*Task to carry out*. Below are records; transcribe only the line with "marking the pink-streaked" and those after it, through the last line, without any change.

*Records provided*.
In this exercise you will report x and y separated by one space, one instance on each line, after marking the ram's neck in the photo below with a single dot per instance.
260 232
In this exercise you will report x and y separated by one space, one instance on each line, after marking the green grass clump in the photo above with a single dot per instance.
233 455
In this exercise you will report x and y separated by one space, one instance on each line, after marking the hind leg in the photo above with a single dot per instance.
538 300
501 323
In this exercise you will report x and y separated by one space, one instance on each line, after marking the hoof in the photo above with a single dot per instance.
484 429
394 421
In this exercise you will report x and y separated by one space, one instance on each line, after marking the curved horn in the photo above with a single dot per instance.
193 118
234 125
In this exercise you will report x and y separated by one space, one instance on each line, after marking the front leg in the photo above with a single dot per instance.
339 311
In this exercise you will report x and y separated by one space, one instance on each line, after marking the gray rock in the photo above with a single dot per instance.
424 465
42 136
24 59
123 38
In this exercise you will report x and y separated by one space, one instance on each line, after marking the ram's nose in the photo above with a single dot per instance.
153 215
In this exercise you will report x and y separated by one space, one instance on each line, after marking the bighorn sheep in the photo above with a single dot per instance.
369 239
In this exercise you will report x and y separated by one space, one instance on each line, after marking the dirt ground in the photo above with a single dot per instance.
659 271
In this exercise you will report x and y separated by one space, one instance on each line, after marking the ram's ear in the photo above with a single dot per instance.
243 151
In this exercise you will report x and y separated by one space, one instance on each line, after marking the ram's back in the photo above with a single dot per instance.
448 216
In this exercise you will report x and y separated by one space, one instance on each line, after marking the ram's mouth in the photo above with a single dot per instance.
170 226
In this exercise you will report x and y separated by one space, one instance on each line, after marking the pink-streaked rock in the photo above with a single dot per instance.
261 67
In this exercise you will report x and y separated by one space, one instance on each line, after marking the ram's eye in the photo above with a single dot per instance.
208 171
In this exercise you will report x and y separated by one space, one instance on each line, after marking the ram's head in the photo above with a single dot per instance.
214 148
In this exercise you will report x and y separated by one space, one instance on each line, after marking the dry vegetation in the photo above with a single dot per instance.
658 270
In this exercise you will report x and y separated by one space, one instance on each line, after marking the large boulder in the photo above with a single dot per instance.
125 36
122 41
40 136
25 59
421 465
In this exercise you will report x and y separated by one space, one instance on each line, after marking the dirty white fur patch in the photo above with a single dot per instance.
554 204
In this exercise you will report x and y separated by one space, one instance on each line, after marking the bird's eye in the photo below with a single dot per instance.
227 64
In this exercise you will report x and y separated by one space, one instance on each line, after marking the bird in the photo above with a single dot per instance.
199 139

*Task answer*.
In this exercise you will report x and y separated by one space, one instance on each line, after marking the pink-streaked rock in the photo above with a single dot per instance.
261 67
In this exercise you will report x and y separated by one space, one instance on each line, after marking the ram's eye in the photo above with a single dot per instance.
208 171
In this exercise you will report x and y separated by one space, one instance on each line, after marking the ram's head in the photo above with a single dot per instance.
214 148
In this exercise you will report x and y separated by one space, one instance on each line, after marking the dry vegetation in the photo above with a single dot per instance.
658 270
In this exercise you will report x and y separated by one space, one instance on each line, after marking the large boulder in the photo above with a single dot per instance.
125 36
122 41
40 136
25 59
421 465
In this exercise you will report x and y separated by one space, one instance on each line, after marking the dirty white fur patch in the photo above with a single dot per instance.
554 204
In this exercise you will report x and y separated by one space, one instance on each line, after marking the bird's eye in the photo below with a single dot per instance.
227 64
In this exercise you will report x and y separated by one space, one instance on each line, after marking the bird in the photo above with a single dot per instance.
199 139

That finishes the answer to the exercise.